**PARTS OF THE EXERCISE**
A - In the post on the Fed and market bubbles, where are many of the toxic assets the Fed still holds from the bank bailout?
B - List everything that the post on the Fed and market bubbles describes as being suppressed.

**SUPPLIED TEXT**

──────────

Sunday, July 16, 2017

The Bubble is Still Inflating, for Now

Here's an excellent discussion between two Wall Street traders of our current economic situation, particularly the role of the Fed in directing the markets.

The major takeaway of this is that, while market irrationality is at an order of magnitude higher than we've ever seen before, expect the stock market and real estate bubbles to continue inflating in the short run thanks to signals from Janet Yellen that the Fed will continue its unprecedented era of loose monetary policy, rather than continuing with the policy of increasing interest rates announced shortly after the presidential election. The guest, Greg Mannarino, describes the conundrum the Fed is in. They still hold a ton of toxic assets from the great bank bailout of 8 years ago. Many of those are in the real estate sector. If the real estate market gets hot, those sub-prime assets get, well, less sub-prime. If the real estate bubble pops again, those assets become even more sub-prime, more worthless. The Fed is in a position where it's distorting market reality by keeping the rates low, yet it wants to be able to unload those toxic assets before the bubbles pop. That is the world we live in now. The Federal Reserve can determine not only who the economic winners and losers are but holds so many assets in the market that it can determine the direction of the market at its discretion. Buying into the stock market is no longer a chance to invest in business ventures based on performance metrics as much as it is a bet as what the fiscal & monetary policy will be. It's a big casino.

The advice given by Mannarino is as follows. This is my take on it, I'd recommend just spending the half hour to listen to the video yourself if you can.
  • Invest in hard assets, like gold and especially silver, whose prices are being suppressed by the monetary policy. Mannarino also sees cryptocurrency as being suppressed. (I don't know how this is done.)
  • Stocks are going up in the short-term, but it's hard to know how long that will last. I would not recommend investing in stocks long-term at this point, nor keeping most of your investments in stocks. 
  • The bond markets are being suppressed. These might be good to buy now while they're cheap. If you're a 401(k) holder, (and especially if you're near retirement), consider moving most of your assets into bond instruments.

──────────

**SUPPLIED MATERIAL**
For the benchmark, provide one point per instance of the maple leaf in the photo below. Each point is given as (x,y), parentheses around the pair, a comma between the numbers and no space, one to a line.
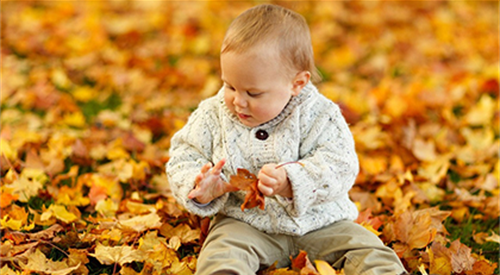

──────────

**SOLUTIONS FOR EACH TASK**
A - In the real estate sector.

B - Gold, silver, cryptocurrency, and the bond markets.